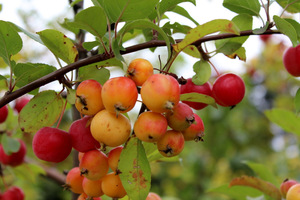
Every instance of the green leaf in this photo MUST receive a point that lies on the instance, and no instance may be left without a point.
(59, 44)
(286, 28)
(42, 110)
(236, 192)
(143, 24)
(200, 31)
(259, 184)
(263, 172)
(297, 101)
(10, 145)
(203, 72)
(135, 170)
(287, 120)
(85, 19)
(292, 8)
(251, 7)
(10, 41)
(127, 10)
(27, 72)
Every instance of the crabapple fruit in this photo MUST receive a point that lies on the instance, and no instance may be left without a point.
(52, 144)
(286, 185)
(94, 164)
(119, 94)
(109, 129)
(294, 192)
(190, 87)
(171, 143)
(181, 117)
(14, 159)
(150, 126)
(3, 113)
(80, 133)
(160, 93)
(88, 97)
(112, 186)
(74, 181)
(114, 157)
(139, 70)
(195, 131)
(228, 89)
(291, 60)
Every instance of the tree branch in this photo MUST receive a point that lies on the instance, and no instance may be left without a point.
(58, 74)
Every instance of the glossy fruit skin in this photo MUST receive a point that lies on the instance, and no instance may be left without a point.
(94, 165)
(150, 126)
(80, 133)
(286, 185)
(139, 70)
(20, 103)
(13, 193)
(291, 60)
(293, 193)
(114, 157)
(228, 89)
(74, 181)
(3, 113)
(92, 188)
(171, 143)
(14, 159)
(181, 117)
(112, 186)
(160, 93)
(109, 129)
(190, 87)
(153, 196)
(52, 144)
(195, 131)
(88, 97)
(119, 94)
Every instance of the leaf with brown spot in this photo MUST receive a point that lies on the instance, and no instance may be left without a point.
(135, 170)
(259, 184)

What the task asks: Copy out the items from the line containing "Every instance of the tree" through the end of the items, inclusive.

The completed task:
Every instance of the tree branch in this photo MUST receive a point that lies on the instance, and no instance may be left without a point.
(58, 74)
Every instance of the glossy fruit skin in this photo MUST receive a point that lies on the instance, and no instance may be left without a point.
(94, 165)
(150, 126)
(80, 133)
(286, 185)
(139, 70)
(20, 103)
(13, 193)
(291, 60)
(293, 193)
(114, 157)
(228, 89)
(74, 181)
(3, 113)
(92, 188)
(171, 143)
(14, 159)
(181, 117)
(112, 186)
(160, 93)
(109, 129)
(190, 87)
(153, 196)
(52, 144)
(195, 131)
(88, 97)
(119, 94)
Every instance of the leaf with brown spot in this photo MUST receive a point that lies on the instance, and no instance may be left without a point.
(135, 170)
(259, 184)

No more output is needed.